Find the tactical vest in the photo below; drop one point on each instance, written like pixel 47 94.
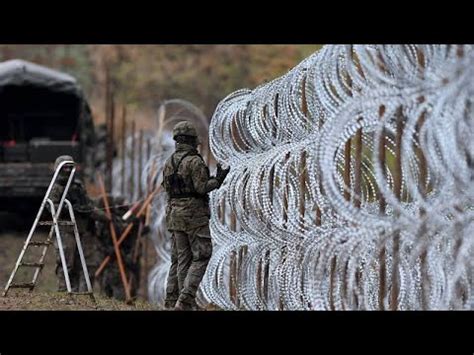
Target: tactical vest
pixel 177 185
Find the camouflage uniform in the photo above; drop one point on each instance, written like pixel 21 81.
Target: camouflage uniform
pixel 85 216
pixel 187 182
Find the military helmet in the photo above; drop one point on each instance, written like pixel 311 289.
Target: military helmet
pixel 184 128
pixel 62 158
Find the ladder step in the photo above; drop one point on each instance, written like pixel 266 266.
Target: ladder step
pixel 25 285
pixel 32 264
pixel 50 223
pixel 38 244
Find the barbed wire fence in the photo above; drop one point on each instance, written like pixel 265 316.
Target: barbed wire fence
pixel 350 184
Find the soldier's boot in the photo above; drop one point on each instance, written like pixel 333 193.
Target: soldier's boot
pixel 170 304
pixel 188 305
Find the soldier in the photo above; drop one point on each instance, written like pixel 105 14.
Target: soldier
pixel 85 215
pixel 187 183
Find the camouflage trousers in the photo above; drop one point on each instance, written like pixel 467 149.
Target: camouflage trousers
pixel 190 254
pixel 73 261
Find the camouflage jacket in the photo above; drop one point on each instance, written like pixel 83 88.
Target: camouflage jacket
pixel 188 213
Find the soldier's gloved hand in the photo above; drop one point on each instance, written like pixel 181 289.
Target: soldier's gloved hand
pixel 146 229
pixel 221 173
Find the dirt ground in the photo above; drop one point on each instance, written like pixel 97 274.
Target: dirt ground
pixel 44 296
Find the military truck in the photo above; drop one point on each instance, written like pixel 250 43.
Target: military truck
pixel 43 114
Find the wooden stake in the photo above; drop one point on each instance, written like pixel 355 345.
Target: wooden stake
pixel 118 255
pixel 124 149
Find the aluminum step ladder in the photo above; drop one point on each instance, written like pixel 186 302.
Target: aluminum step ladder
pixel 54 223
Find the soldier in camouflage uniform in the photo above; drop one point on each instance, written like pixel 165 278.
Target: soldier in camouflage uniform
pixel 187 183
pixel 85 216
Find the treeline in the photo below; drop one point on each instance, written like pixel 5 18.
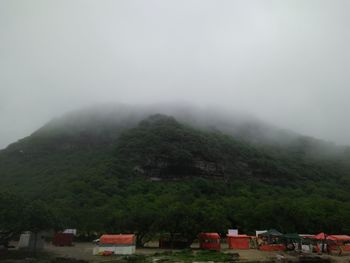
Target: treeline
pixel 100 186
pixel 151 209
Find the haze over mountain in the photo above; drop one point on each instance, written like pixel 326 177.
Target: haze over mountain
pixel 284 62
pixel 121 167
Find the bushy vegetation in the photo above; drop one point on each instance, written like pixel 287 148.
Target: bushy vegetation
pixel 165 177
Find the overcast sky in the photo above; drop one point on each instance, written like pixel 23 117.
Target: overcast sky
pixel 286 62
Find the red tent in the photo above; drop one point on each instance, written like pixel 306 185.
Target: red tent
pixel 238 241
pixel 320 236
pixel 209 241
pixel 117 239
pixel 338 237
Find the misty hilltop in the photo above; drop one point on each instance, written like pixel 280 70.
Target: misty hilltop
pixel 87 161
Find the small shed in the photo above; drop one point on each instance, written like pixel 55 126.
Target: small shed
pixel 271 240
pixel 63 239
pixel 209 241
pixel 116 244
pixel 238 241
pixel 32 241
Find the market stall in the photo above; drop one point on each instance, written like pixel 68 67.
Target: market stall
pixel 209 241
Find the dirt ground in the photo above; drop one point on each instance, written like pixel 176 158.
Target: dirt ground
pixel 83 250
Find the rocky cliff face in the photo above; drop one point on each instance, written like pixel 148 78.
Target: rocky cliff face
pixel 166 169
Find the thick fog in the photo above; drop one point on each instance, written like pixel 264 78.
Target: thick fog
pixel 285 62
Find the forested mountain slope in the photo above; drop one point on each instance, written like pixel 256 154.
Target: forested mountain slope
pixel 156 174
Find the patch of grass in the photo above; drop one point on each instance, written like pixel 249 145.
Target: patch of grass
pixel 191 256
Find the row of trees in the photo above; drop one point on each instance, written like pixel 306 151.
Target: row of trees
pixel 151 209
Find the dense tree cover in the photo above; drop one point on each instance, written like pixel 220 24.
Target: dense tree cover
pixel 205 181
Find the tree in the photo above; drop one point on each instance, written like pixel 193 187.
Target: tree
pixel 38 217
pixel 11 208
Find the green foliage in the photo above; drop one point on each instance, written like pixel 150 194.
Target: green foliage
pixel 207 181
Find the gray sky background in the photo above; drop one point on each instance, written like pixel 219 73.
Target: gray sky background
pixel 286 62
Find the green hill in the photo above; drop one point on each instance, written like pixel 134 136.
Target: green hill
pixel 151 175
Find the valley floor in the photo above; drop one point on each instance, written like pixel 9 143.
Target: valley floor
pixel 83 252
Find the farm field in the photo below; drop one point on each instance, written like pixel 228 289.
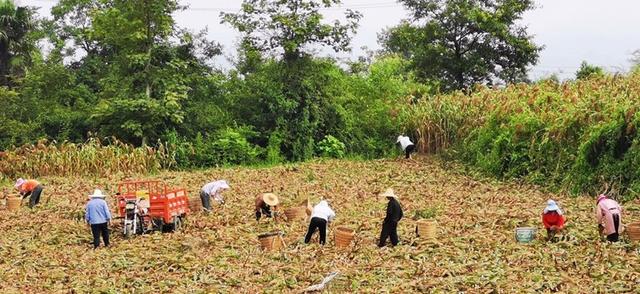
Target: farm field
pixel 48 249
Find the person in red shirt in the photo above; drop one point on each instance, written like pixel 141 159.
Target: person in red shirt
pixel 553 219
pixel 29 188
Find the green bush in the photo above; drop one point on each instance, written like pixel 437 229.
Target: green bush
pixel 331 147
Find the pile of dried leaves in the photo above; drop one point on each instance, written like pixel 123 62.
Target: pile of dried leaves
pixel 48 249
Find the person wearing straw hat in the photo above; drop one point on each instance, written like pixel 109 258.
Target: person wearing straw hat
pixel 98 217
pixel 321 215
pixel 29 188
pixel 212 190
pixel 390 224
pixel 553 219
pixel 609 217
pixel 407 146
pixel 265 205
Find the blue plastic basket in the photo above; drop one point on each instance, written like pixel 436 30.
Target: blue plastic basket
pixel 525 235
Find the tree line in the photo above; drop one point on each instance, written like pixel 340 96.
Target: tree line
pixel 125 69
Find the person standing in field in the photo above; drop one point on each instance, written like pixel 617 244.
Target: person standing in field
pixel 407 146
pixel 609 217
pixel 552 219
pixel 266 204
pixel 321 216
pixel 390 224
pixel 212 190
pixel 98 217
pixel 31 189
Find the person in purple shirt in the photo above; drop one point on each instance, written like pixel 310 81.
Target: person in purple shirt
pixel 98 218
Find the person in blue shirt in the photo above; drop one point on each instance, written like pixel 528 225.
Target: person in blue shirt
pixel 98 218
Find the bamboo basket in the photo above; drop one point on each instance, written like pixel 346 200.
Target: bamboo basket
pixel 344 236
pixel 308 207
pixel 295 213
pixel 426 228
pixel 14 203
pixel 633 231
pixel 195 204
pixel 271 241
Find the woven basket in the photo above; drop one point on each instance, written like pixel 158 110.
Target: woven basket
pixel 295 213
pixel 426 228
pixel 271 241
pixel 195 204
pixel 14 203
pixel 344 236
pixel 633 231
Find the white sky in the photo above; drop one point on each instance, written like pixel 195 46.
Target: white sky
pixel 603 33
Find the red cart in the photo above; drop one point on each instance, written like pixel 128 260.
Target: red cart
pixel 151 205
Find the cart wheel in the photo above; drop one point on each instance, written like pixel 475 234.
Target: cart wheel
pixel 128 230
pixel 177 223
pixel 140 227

**Task to complete**
Rewrite all the rows above as one numbered list, leaving out any blank lines. Don't include the pictures in your answer.

**Task result**
1. Find the tactical vest in the photo below; drop one point on each instance, written like pixel 47 94.
2. Target: tactical vest
3. pixel 177 185
4. Find the camouflage uniform in the photo above; drop one point on each instance, written like pixel 21 81.
5. Target: camouflage uniform
6. pixel 85 216
7. pixel 187 182
8. Find the military helmet in the photo above; drop one point on each instance, written like pixel 311 289.
9. Target: military helmet
10. pixel 184 128
11. pixel 62 158
12. Find the ladder step in the photo above; drop one point on each instance, written like pixel 266 266.
13. Target: ladder step
14. pixel 25 285
15. pixel 32 264
16. pixel 50 223
17. pixel 38 244
18. Find the barbed wire fence in the photo above; drop one point on each instance, written like pixel 265 316.
19. Target: barbed wire fence
20. pixel 350 184
21. Find the soldier's boot in the photo above; drop one point on each instance, written like pixel 333 193.
22. Target: soldier's boot
23. pixel 170 304
24. pixel 188 305
25. Find the soldier in the photo above; drop one point on each instance, written like pixel 105 14.
26. Target: soldier
27. pixel 85 215
28. pixel 187 183
29. Find the camouflage trousers in the photo above; drop one point on each instance, written like pixel 467 149.
30. Target: camouflage trousers
31. pixel 190 254
32. pixel 73 261
33. Find the camouflage jacket in the photo above; drop one point on each instance, written like pixel 83 88.
34. Target: camouflage jacket
35. pixel 188 213
36. Find the soldier's gloved hand in the photo above; drop one point on each instance, written like pixel 181 289.
37. Target: soldier's gloved hand
38. pixel 146 229
39. pixel 221 173
40. Find the dirt ground in the photo above; drop one point on each instance, written like pixel 97 274.
41. Target: dirt ground
42. pixel 44 296
43. Find the military truck in the photo above; drop one point on each instance, written like pixel 250 43.
44. Target: military truck
45. pixel 43 114
46. Find the wooden stake in the photo above; drop one point on each instance, written like pixel 355 345.
47. Target: wooden stake
48. pixel 118 255
49. pixel 124 149
50. Find the aluminum step ladder in the photo above; drop one point on each instance, written like pixel 186 302.
51. Target: aluminum step ladder
52. pixel 54 223
53. Find the soldier in camouflage uniform in the photo above; drop one point on each instance, written like pixel 165 278.
54. Target: soldier in camouflage uniform
55. pixel 187 183
56. pixel 85 216
57. Find the treeline in the photo below; drop one point on each instance, written like pixel 5 18.
58. Target: treeline
59. pixel 100 186
60. pixel 151 209
61. Find the haze over mountain in the photo above; drop one point on each instance, written like pixel 326 177.
62. Target: haze over mountain
63. pixel 284 62
64. pixel 121 167
65. Find the bushy vegetation in the photo above; drop one point on each instance, written like pixel 287 148.
66. Target: bushy vegetation
67. pixel 165 177
68. Find the overcast sky in the photo above; drop one point on each instance, written like pixel 23 117.
69. Target: overcast sky
70. pixel 286 62
71. Find the red tent in the photo above; drop one point on each instance, written like pixel 306 185.
72. Target: red tent
73. pixel 238 241
74. pixel 320 236
75. pixel 209 241
76. pixel 117 239
77. pixel 338 237
78. Find the misty hilltop in the photo above; drop one point on each instance, written like pixel 280 70.
79. Target: misty hilltop
80. pixel 87 161
81. Find the small shed in the photo above; drop one point on each instance, written like pixel 55 126.
82. Target: small shed
83. pixel 271 240
84. pixel 63 239
85. pixel 209 241
86. pixel 116 244
87. pixel 238 241
88. pixel 32 241
89. Find the market stall in the photo above; drop one point on each instance, written like pixel 68 67.
90. Target: market stall
91. pixel 209 241
92. Find the dirt ground in the photo above; drop one point on each instance, written like pixel 176 158.
93. Target: dirt ground
94. pixel 83 250
95. Find the rocky cliff face in the photo above; drop one point on each instance, written like pixel 148 78.
96. Target: rocky cliff face
97. pixel 166 169
98. Find the thick fog in the photo above; drop one point on each instance, written like pixel 264 78.
99. Target: thick fog
100. pixel 285 62
101. Find the forested mountain slope in the photo above; drop one point on each instance, written like pixel 256 154.
102. Target: forested mountain slope
103. pixel 156 174
104. Find the patch of grass in the photo above; drop one point on each instance, written like pixel 249 145.
105. Target: patch of grass
106. pixel 191 256
107. Find the row of trees in the photo above; drop one point on each instance, written like pixel 306 151.
108. Target: row of trees
109. pixel 151 209
110. Find the dense tree cover in the photo above; drop one point on each instance, written like pixel 220 24.
111. Target: dense tree cover
112. pixel 205 181
113. Find the tree in the photo above; drop one point on each instance, written like pixel 193 187.
114. Target: tree
115. pixel 38 217
116. pixel 11 208
117. Find the green foliage in the photo above; drop one point on each instance, written like pixel 150 194.
118. Target: green foliage
119. pixel 207 181
120. Find the gray sky background in the photo above; drop one point on each instance, written like pixel 219 73.
121. Target: gray sky background
122. pixel 286 62
123. Find the green hill in the photo above; drop one point on each instance, written like pixel 134 136.
124. Target: green hill
125. pixel 151 175
126. Find the valley floor in the photo above; drop one point on each instance, written like pixel 9 143.
127. Target: valley floor
128. pixel 83 252
129. Find the farm field in the photo below; drop one point on each instance, written like pixel 228 289.
130. Target: farm field
131. pixel 48 249
132. Find the person in red shirt in the photo above; drop one point on each instance, written like pixel 141 159.
133. Target: person in red shirt
134. pixel 553 219
135. pixel 29 188
136. Find the green bush in the photo above; drop one point on each instance, written like pixel 437 229.
137. Target: green bush
138. pixel 331 147
139. Find the pile of dried leaves in the photo above; drop one point on each instance, written like pixel 123 62.
140. Target: pile of dried leaves
141. pixel 48 249
142. Find the person wearing straw hat in the photo above; drop one point on each instance, written like pixel 109 258.
143. Target: person wearing straw hat
144. pixel 98 217
145. pixel 321 215
146. pixel 29 188
147. pixel 212 190
148. pixel 390 224
149. pixel 553 219
150. pixel 609 217
151. pixel 407 146
152. pixel 265 205
153. Find the blue plastic basket in the photo above; drop one point on each instance, written like pixel 436 30.
154. Target: blue plastic basket
155. pixel 525 235
156. Find the tree line in the photo above; drop one point on each instance, written like pixel 340 96.
157. Target: tree line
158. pixel 125 69
159. Find the person standing in field in the photo above; drop one point on each instance, written like pixel 617 244.
160. Target: person standing in field
161. pixel 407 146
162. pixel 609 217
163. pixel 552 219
164. pixel 266 204
165. pixel 321 216
166. pixel 390 224
167. pixel 212 190
168. pixel 98 217
169. pixel 31 189
170. Find the person in purple shirt in the photo above; drop one point on each instance, written like pixel 310 81.
171. Target: person in purple shirt
172. pixel 98 218
173. Find the person in blue shirt in the photo above; drop one point on each instance, written like pixel 528 225.
174. Target: person in blue shirt
175. pixel 98 218
176. Find the bamboo basket in the photo above; drop one point on each instance, written like pixel 346 200.
177. Target: bamboo basket
178. pixel 344 236
179. pixel 308 207
180. pixel 295 213
181. pixel 426 228
182. pixel 14 203
183. pixel 633 231
184. pixel 195 204
185. pixel 271 241
186. Find the woven basket in the photo above; drop one point on each instance, written like pixel 158 110.
187. Target: woven basket
188. pixel 295 213
189. pixel 426 228
190. pixel 271 241
191. pixel 195 204
192. pixel 14 203
193. pixel 344 236
194. pixel 633 231
195. Find the white sky in the photo above; drop one point on each instance, written like pixel 195 46.
196. Target: white sky
197. pixel 603 33
198. Find the red cart in the photo above; drop one point on each instance, written like pixel 128 260.
199. Target: red cart
200. pixel 151 205
201. Find the cart wheel in the photo above; drop one point on each instance, written like pixel 475 234.
202. Target: cart wheel
203. pixel 128 230
204. pixel 177 223
205. pixel 140 227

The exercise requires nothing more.